What you have to do:
Please render the records as a JSON list of strings, one string per line and with blank lines left out, beginning at the line that contains "Every instance of the boy" and continuing through the end of the records.
----- Supplied material
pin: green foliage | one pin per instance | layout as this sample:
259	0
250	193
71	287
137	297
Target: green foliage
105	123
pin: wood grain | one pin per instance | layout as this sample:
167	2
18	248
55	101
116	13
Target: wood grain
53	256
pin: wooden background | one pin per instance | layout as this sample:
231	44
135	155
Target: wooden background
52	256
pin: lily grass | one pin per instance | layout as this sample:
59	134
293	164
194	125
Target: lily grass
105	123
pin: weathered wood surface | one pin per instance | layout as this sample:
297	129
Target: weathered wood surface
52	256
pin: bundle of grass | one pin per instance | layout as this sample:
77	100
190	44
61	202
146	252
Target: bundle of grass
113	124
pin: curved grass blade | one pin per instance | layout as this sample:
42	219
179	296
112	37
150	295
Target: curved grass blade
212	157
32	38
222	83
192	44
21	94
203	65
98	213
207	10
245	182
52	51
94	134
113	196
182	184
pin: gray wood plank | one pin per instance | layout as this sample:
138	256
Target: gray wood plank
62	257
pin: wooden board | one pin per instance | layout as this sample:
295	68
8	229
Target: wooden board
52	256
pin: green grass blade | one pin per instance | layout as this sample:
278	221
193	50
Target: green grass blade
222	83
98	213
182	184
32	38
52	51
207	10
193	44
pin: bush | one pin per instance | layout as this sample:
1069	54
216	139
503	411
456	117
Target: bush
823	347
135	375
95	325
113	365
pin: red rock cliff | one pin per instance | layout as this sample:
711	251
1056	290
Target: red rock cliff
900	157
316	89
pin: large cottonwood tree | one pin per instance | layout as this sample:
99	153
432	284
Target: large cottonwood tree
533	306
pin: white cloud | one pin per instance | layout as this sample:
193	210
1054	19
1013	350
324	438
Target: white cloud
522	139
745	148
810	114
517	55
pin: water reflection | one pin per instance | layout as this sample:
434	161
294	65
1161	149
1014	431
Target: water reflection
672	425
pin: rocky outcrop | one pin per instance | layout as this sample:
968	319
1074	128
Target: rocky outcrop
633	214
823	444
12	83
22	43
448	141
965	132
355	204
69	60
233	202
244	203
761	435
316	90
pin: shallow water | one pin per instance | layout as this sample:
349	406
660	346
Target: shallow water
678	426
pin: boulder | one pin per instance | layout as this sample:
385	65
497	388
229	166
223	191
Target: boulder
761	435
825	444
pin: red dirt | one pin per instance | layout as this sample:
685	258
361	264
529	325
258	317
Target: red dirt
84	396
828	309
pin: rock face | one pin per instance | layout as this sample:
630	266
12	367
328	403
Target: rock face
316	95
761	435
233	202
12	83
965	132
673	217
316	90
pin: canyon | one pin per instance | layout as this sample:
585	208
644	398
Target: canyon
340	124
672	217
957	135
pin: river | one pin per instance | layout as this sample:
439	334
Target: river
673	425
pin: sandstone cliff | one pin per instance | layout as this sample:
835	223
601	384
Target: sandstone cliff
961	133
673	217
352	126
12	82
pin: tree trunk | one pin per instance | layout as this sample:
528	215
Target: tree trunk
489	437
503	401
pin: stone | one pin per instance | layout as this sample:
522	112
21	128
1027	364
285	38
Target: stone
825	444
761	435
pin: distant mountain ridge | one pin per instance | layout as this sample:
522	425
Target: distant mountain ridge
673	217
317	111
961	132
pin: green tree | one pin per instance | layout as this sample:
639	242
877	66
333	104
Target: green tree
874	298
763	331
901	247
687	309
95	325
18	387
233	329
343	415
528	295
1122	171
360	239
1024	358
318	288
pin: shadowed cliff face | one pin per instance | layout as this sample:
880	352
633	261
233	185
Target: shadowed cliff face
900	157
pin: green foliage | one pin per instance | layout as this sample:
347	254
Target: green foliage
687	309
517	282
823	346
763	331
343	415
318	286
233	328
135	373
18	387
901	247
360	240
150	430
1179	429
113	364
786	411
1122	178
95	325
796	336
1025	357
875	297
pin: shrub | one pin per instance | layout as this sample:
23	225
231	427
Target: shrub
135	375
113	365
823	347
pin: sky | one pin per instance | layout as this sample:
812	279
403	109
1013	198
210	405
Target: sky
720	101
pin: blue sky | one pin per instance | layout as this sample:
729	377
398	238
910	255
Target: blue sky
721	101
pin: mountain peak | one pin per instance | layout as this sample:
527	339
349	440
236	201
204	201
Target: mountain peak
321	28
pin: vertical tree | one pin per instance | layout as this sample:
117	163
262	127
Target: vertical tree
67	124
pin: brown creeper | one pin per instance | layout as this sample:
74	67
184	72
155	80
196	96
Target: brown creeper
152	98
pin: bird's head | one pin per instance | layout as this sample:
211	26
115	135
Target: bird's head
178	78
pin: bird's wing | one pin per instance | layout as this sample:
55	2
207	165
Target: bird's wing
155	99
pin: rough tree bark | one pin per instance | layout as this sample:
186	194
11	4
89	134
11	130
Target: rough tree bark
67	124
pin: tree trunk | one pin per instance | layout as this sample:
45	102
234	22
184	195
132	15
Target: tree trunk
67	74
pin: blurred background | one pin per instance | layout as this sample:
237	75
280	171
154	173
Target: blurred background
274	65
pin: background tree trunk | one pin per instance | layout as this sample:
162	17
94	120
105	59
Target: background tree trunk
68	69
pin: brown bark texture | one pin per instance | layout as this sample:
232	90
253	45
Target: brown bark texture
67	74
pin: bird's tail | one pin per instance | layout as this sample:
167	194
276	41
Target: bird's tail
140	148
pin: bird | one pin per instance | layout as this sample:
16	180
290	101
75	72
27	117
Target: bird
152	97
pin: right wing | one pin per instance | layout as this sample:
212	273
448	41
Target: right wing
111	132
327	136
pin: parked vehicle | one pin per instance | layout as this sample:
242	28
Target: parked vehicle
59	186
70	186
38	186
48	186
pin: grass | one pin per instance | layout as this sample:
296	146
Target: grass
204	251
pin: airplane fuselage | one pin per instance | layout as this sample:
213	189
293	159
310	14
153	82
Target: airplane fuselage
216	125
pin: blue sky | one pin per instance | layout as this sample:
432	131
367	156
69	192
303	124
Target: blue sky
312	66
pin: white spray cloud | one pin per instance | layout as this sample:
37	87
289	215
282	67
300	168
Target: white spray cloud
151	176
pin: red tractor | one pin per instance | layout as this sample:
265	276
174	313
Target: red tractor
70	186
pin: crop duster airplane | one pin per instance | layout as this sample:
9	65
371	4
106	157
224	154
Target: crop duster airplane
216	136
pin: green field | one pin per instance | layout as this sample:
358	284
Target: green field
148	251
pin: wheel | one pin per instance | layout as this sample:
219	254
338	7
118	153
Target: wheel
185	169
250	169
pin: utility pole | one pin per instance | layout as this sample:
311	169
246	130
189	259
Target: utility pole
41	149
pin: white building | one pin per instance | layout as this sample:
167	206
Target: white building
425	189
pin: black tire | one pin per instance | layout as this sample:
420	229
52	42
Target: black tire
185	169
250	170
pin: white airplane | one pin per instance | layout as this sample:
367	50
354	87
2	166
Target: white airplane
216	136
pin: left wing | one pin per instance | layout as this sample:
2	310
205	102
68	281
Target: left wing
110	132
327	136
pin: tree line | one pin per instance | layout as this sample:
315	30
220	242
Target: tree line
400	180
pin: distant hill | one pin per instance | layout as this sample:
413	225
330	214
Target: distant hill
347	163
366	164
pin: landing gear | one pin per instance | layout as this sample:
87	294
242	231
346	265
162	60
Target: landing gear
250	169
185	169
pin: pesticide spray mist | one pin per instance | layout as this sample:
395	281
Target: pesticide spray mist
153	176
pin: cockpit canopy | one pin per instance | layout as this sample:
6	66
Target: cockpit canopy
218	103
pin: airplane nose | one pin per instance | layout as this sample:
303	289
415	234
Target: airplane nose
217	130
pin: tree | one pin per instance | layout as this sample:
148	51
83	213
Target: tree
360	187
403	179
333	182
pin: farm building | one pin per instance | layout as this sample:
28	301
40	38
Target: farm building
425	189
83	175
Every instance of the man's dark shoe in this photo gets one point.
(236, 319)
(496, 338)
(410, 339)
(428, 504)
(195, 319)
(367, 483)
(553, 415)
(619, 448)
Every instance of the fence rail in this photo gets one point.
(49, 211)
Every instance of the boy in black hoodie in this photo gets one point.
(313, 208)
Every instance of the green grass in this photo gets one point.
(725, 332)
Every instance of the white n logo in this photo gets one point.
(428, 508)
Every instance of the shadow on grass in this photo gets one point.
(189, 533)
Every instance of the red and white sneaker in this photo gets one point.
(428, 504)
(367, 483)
----------
Exercise solution:
[
  "Every instance of the boy in black hoodie in this photo gets one point.",
  "(313, 208)",
  "Every instance of the green grass in this photo gets one point.",
  "(725, 332)",
  "Every instance of the white n logo in this photo gets one point.",
  "(428, 508)",
  "Every instance of the shadow on grass in this photo gets one point.",
  "(189, 533)",
  "Every instance of the red and white sneaker in this photo gets one point.",
  "(428, 504)",
  "(367, 483)"
]